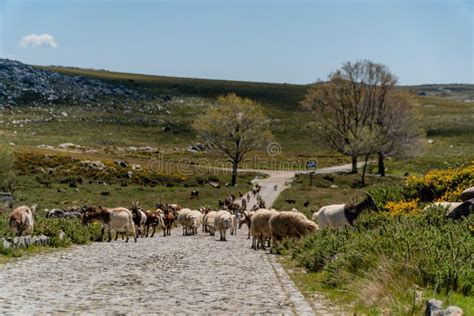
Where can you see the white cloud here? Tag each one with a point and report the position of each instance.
(42, 40)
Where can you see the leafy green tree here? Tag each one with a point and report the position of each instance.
(234, 127)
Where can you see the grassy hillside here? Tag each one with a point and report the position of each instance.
(446, 119)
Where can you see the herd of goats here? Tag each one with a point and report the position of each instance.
(265, 226)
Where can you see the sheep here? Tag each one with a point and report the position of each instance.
(168, 221)
(448, 206)
(22, 220)
(204, 210)
(185, 219)
(153, 219)
(222, 222)
(118, 219)
(259, 228)
(139, 218)
(289, 224)
(208, 221)
(337, 215)
(247, 218)
(59, 213)
(234, 224)
(195, 220)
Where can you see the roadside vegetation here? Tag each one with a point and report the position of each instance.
(391, 261)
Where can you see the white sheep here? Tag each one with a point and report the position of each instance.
(118, 219)
(195, 218)
(209, 222)
(259, 227)
(22, 220)
(337, 215)
(289, 224)
(448, 206)
(185, 220)
(222, 222)
(234, 224)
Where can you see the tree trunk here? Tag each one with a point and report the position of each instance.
(381, 171)
(364, 169)
(354, 164)
(234, 173)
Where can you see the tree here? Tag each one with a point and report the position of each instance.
(398, 126)
(359, 100)
(234, 128)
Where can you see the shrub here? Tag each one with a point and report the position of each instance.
(441, 184)
(435, 250)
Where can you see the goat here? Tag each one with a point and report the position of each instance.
(118, 219)
(168, 221)
(22, 220)
(139, 218)
(338, 215)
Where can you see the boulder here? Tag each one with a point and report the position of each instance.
(467, 194)
(464, 209)
(121, 163)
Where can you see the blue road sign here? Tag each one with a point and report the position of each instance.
(311, 164)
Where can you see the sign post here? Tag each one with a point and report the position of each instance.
(311, 165)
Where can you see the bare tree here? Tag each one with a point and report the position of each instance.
(359, 101)
(234, 128)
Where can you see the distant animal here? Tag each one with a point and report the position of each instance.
(259, 227)
(139, 218)
(185, 220)
(246, 219)
(337, 215)
(234, 224)
(59, 213)
(244, 204)
(22, 220)
(208, 221)
(222, 222)
(153, 219)
(168, 220)
(117, 219)
(221, 204)
(289, 224)
(448, 206)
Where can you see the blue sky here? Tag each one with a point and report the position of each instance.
(272, 41)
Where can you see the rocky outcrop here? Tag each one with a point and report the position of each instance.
(24, 241)
(467, 194)
(21, 84)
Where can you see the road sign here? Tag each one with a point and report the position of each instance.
(311, 164)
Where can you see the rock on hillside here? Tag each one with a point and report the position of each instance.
(24, 84)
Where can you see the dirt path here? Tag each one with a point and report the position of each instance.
(177, 274)
(278, 181)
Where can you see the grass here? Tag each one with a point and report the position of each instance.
(347, 188)
(379, 264)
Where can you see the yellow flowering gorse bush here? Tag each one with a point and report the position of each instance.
(442, 185)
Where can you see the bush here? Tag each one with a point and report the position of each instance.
(443, 185)
(6, 168)
(437, 251)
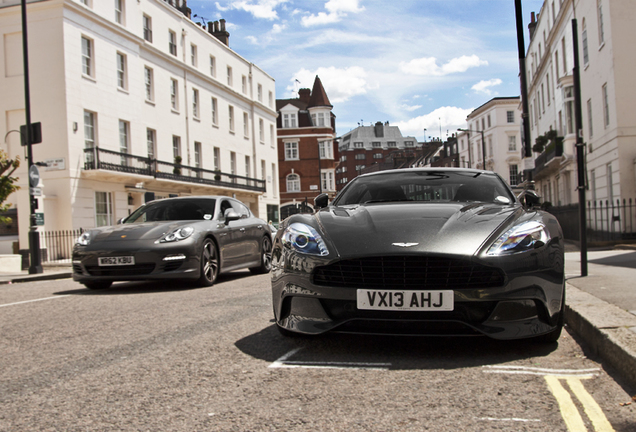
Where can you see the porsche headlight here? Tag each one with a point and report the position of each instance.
(520, 238)
(305, 239)
(84, 239)
(177, 235)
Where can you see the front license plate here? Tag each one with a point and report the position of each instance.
(108, 261)
(405, 300)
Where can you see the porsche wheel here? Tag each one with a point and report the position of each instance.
(97, 284)
(209, 263)
(266, 257)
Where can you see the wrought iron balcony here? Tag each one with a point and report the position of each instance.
(97, 158)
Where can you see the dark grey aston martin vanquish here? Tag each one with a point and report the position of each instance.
(188, 238)
(430, 251)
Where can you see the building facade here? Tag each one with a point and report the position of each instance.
(494, 130)
(365, 146)
(306, 132)
(136, 102)
(605, 30)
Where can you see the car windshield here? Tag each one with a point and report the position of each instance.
(173, 210)
(426, 186)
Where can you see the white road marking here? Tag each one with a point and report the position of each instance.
(30, 301)
(510, 419)
(284, 363)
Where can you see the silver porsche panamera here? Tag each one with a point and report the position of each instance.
(425, 251)
(185, 238)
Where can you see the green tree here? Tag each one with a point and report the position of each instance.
(7, 186)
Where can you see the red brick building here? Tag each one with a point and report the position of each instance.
(306, 155)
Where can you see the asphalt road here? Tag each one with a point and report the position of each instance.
(159, 357)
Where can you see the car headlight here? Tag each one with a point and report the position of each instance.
(84, 239)
(520, 238)
(305, 239)
(177, 235)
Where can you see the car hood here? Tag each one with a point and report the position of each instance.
(448, 228)
(141, 231)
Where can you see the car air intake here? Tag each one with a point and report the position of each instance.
(408, 272)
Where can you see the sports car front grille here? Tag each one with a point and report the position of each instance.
(134, 270)
(408, 272)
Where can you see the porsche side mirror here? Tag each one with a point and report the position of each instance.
(230, 216)
(321, 201)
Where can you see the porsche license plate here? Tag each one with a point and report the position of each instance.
(109, 261)
(405, 300)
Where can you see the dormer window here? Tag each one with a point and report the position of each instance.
(289, 120)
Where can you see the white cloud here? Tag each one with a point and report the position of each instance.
(484, 86)
(337, 9)
(340, 84)
(448, 118)
(428, 66)
(264, 9)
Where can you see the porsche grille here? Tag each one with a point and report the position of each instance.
(408, 272)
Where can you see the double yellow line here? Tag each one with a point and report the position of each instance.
(569, 411)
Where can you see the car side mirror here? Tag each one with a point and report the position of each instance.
(321, 201)
(230, 216)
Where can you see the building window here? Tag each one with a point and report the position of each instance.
(289, 120)
(124, 138)
(213, 66)
(148, 81)
(195, 103)
(293, 183)
(217, 159)
(151, 142)
(172, 42)
(197, 157)
(586, 57)
(325, 149)
(174, 94)
(291, 151)
(214, 112)
(87, 56)
(103, 208)
(121, 71)
(605, 105)
(514, 175)
(147, 23)
(119, 12)
(589, 118)
(512, 143)
(261, 131)
(601, 31)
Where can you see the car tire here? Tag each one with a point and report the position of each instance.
(266, 257)
(554, 335)
(209, 270)
(97, 284)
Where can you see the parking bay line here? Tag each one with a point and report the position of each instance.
(31, 301)
(284, 363)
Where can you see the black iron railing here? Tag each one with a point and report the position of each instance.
(97, 158)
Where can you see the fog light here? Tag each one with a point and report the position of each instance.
(512, 310)
(174, 257)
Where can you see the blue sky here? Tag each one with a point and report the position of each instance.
(414, 63)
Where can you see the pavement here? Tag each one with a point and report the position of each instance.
(600, 307)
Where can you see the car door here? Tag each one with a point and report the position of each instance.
(229, 237)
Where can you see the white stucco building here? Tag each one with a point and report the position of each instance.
(136, 102)
(606, 33)
(499, 119)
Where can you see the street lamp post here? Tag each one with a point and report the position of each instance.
(483, 144)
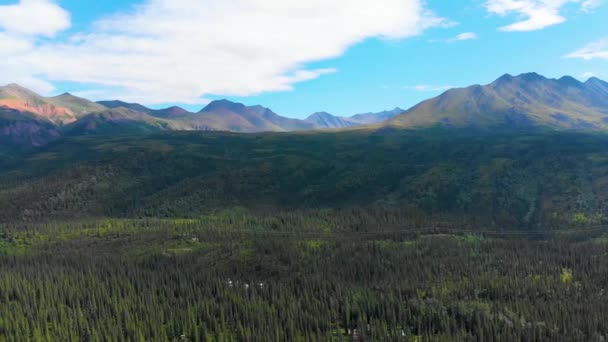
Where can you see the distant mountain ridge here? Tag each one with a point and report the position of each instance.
(527, 101)
(60, 109)
(30, 119)
(523, 102)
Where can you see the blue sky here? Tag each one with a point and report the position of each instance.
(345, 63)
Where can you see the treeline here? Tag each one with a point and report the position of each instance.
(183, 280)
(525, 180)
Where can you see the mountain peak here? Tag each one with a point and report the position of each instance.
(531, 76)
(504, 78)
(223, 104)
(569, 81)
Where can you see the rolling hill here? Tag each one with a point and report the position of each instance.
(527, 101)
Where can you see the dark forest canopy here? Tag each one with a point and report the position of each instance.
(441, 235)
(501, 178)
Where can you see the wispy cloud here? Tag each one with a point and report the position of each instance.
(429, 88)
(535, 14)
(34, 17)
(594, 50)
(463, 36)
(181, 50)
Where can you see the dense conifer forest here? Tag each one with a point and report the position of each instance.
(358, 236)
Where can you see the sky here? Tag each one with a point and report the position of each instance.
(295, 57)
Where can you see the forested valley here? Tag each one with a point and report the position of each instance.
(358, 236)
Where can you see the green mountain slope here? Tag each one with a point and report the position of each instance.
(224, 115)
(119, 121)
(60, 109)
(528, 101)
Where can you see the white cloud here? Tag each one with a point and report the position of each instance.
(34, 17)
(535, 14)
(463, 36)
(597, 49)
(429, 88)
(180, 50)
(588, 74)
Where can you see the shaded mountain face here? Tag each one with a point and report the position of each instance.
(225, 115)
(527, 101)
(171, 112)
(19, 129)
(60, 109)
(326, 120)
(372, 118)
(119, 121)
(322, 120)
(132, 106)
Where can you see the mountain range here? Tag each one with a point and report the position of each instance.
(528, 101)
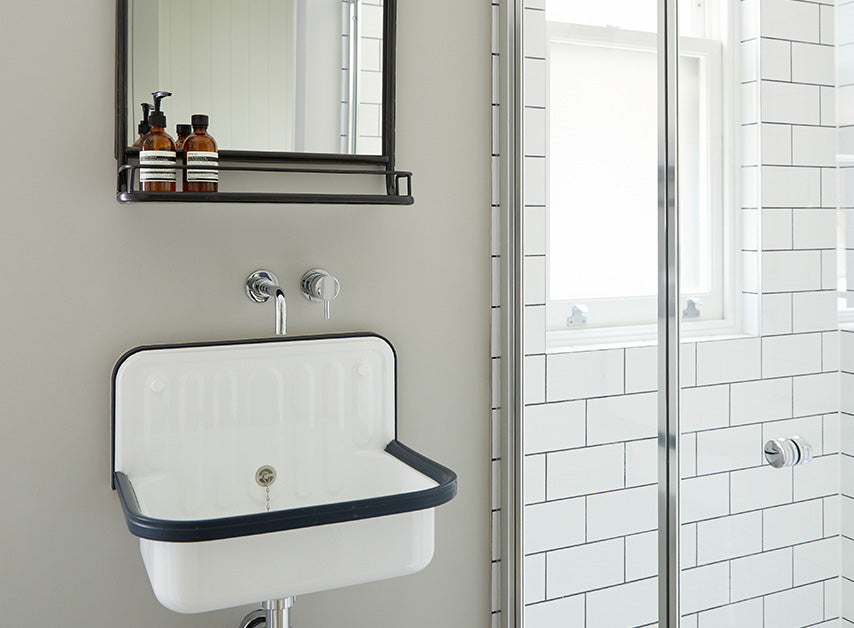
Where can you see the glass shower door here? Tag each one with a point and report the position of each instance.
(590, 341)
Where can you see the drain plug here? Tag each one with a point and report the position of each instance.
(265, 475)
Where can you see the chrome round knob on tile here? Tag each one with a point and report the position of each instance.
(787, 452)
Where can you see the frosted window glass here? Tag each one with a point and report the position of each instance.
(603, 185)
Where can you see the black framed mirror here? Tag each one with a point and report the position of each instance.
(289, 82)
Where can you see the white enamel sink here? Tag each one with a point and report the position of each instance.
(194, 423)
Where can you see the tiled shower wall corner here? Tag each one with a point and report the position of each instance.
(369, 138)
(760, 546)
(845, 121)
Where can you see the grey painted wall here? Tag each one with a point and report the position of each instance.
(83, 278)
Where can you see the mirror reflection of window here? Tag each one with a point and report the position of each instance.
(273, 75)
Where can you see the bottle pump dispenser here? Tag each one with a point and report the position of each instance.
(143, 127)
(157, 149)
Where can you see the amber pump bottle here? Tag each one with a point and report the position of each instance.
(200, 150)
(184, 131)
(143, 128)
(157, 149)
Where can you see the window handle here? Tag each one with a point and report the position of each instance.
(578, 318)
(693, 308)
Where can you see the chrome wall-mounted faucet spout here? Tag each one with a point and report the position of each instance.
(261, 286)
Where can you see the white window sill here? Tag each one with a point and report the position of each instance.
(577, 340)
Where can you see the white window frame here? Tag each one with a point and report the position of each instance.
(612, 325)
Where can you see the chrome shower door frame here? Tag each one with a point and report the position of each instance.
(510, 93)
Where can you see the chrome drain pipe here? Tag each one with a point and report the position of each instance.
(278, 612)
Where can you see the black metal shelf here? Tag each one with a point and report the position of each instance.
(398, 186)
(262, 197)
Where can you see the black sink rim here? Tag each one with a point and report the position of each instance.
(187, 531)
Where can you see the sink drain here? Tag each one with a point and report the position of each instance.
(265, 476)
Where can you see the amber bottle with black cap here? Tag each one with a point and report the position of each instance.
(143, 128)
(157, 149)
(200, 150)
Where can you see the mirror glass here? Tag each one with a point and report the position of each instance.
(272, 75)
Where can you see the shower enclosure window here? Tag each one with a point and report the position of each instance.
(601, 162)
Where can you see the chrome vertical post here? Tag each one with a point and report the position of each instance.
(668, 317)
(510, 44)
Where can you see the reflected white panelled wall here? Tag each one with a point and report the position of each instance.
(766, 238)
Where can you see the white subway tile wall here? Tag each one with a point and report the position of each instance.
(760, 546)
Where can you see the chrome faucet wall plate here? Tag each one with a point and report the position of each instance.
(318, 286)
(255, 285)
(260, 286)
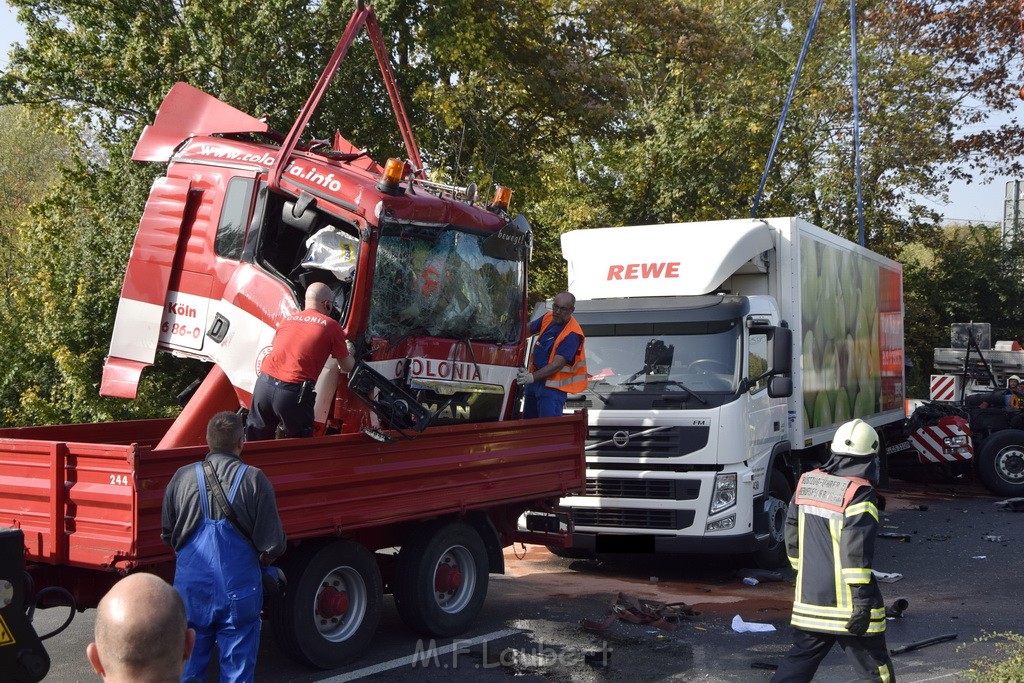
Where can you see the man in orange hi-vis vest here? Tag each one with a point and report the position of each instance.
(558, 365)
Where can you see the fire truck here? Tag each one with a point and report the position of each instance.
(974, 419)
(419, 470)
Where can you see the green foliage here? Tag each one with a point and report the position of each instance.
(1007, 667)
(967, 273)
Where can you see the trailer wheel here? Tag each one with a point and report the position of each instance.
(773, 556)
(441, 580)
(332, 605)
(1000, 464)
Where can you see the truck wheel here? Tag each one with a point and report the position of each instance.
(441, 580)
(331, 606)
(1000, 464)
(773, 555)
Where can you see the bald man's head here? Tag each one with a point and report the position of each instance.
(140, 631)
(320, 297)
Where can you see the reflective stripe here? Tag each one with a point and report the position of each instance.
(862, 508)
(821, 512)
(857, 575)
(843, 597)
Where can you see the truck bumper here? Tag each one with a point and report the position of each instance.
(642, 543)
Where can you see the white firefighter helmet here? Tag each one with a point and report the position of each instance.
(856, 438)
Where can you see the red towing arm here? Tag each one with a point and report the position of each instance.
(364, 15)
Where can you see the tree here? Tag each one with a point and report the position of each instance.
(968, 273)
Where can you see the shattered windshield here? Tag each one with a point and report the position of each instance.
(444, 288)
(668, 356)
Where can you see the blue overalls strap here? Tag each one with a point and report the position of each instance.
(201, 480)
(232, 492)
(237, 483)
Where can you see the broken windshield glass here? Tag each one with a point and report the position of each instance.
(444, 287)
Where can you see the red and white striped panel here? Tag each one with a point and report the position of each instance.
(931, 449)
(943, 387)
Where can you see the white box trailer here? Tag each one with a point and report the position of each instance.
(701, 410)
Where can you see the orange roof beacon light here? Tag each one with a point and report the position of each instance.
(503, 196)
(391, 176)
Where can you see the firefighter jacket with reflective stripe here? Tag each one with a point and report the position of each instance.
(829, 537)
(571, 378)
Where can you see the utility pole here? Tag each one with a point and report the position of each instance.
(1012, 212)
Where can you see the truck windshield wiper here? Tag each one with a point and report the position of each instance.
(603, 399)
(672, 383)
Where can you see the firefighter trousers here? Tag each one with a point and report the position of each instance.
(868, 655)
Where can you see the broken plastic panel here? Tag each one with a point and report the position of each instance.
(444, 287)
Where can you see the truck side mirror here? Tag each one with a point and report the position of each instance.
(781, 352)
(779, 386)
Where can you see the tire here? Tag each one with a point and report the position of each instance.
(441, 580)
(331, 606)
(1000, 464)
(773, 556)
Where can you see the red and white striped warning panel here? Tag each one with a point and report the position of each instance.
(943, 387)
(931, 444)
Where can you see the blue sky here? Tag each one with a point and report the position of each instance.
(977, 202)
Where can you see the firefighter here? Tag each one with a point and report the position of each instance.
(558, 366)
(829, 536)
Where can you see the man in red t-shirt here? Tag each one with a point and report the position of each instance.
(300, 348)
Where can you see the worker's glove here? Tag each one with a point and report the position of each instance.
(273, 581)
(859, 622)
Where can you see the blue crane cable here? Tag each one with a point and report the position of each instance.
(856, 122)
(785, 108)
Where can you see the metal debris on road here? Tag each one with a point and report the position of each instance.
(739, 626)
(665, 615)
(924, 643)
(760, 574)
(896, 608)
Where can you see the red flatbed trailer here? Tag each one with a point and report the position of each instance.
(88, 499)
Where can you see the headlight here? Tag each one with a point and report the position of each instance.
(724, 494)
(722, 524)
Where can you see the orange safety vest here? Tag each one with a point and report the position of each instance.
(571, 378)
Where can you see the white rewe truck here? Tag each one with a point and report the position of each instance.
(723, 355)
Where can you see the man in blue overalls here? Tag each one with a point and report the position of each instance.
(217, 561)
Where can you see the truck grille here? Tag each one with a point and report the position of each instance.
(670, 442)
(663, 489)
(625, 517)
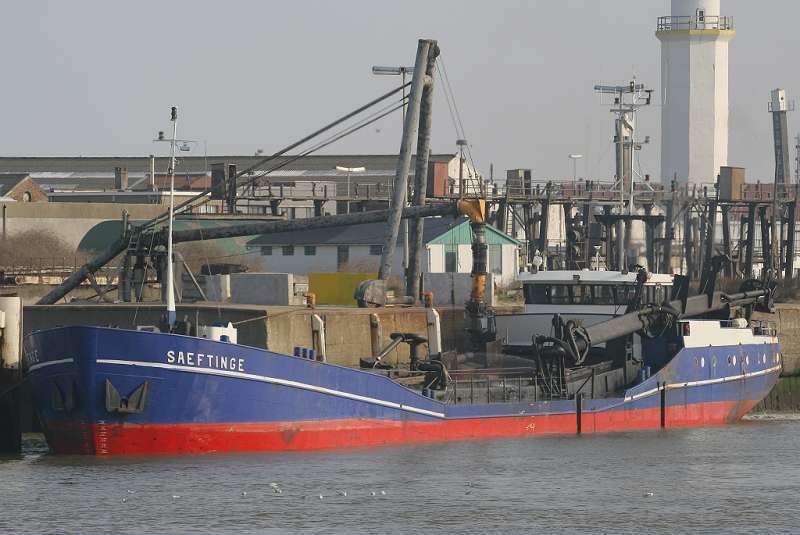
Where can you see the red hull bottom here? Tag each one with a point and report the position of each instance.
(154, 439)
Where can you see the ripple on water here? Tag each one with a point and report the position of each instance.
(737, 479)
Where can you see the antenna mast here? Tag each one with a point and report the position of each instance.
(171, 315)
(627, 101)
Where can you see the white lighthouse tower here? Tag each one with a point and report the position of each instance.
(694, 83)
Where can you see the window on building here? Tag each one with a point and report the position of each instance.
(451, 259)
(701, 15)
(342, 256)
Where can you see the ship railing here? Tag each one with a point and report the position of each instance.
(505, 385)
(701, 22)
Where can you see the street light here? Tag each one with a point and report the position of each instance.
(461, 143)
(575, 158)
(349, 170)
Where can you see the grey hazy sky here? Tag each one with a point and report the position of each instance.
(97, 78)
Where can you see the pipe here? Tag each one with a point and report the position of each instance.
(416, 226)
(404, 161)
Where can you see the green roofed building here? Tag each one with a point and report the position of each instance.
(447, 242)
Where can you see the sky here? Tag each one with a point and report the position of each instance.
(97, 78)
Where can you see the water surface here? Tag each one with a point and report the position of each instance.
(737, 479)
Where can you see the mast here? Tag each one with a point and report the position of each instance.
(171, 315)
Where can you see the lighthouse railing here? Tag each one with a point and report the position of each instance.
(707, 22)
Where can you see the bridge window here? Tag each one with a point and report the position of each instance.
(577, 294)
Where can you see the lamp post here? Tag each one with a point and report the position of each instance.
(349, 170)
(461, 143)
(575, 158)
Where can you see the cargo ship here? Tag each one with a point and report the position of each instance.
(105, 391)
(625, 351)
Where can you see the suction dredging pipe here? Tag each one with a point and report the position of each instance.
(575, 340)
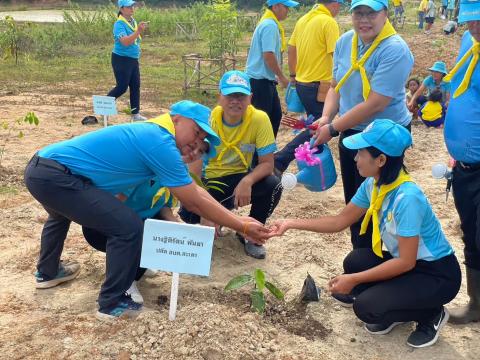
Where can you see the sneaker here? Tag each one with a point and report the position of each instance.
(380, 329)
(138, 117)
(426, 334)
(150, 273)
(346, 300)
(126, 307)
(134, 293)
(66, 272)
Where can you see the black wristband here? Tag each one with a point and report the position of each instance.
(332, 131)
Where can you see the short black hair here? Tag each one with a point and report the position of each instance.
(393, 165)
(435, 95)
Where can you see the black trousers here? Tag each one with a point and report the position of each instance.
(66, 198)
(265, 97)
(466, 193)
(265, 197)
(352, 180)
(417, 295)
(127, 75)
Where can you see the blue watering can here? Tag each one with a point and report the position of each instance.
(314, 177)
(293, 100)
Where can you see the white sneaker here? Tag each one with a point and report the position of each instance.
(138, 117)
(134, 293)
(150, 273)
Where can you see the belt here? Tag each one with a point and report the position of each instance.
(37, 160)
(469, 166)
(311, 84)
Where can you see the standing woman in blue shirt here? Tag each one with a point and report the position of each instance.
(418, 273)
(126, 52)
(370, 88)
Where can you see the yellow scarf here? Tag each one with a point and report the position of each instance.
(134, 27)
(358, 65)
(270, 15)
(375, 205)
(318, 9)
(164, 121)
(217, 122)
(474, 51)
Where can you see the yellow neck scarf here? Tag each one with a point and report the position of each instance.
(318, 9)
(378, 195)
(358, 65)
(134, 27)
(217, 121)
(270, 15)
(165, 121)
(474, 51)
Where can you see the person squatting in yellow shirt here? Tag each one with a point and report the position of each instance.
(229, 176)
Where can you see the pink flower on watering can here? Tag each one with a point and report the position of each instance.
(306, 153)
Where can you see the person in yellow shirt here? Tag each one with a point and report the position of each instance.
(310, 62)
(243, 130)
(422, 8)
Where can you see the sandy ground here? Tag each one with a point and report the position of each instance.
(59, 323)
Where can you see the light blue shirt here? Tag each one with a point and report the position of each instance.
(120, 157)
(406, 212)
(387, 69)
(120, 29)
(266, 38)
(443, 87)
(462, 123)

## Exercise
Return, word for word, each line from the line that contains "Where can you see the person squatting" to the end of the listing above; include both end lines and nothing else.

## Result of the exercise
Where can you see the person squatting in yellow shirt here? Tag each one with a point and report the position of each instance.
(229, 176)
Where can you see the pink flower on watering can here? Tag each one with a point and report the position of each instance.
(306, 153)
Where can you see the person in yellow shirt here? Tag each one with a point and report the position of each instance.
(310, 62)
(243, 130)
(422, 8)
Where can you see the sandy ground here? Tag each one with a point and report the position of each instance.
(59, 323)
Where can you see the light blue shirt here? Tag each one with a point and report the position of each instance.
(120, 157)
(406, 212)
(387, 69)
(120, 29)
(266, 38)
(443, 87)
(462, 123)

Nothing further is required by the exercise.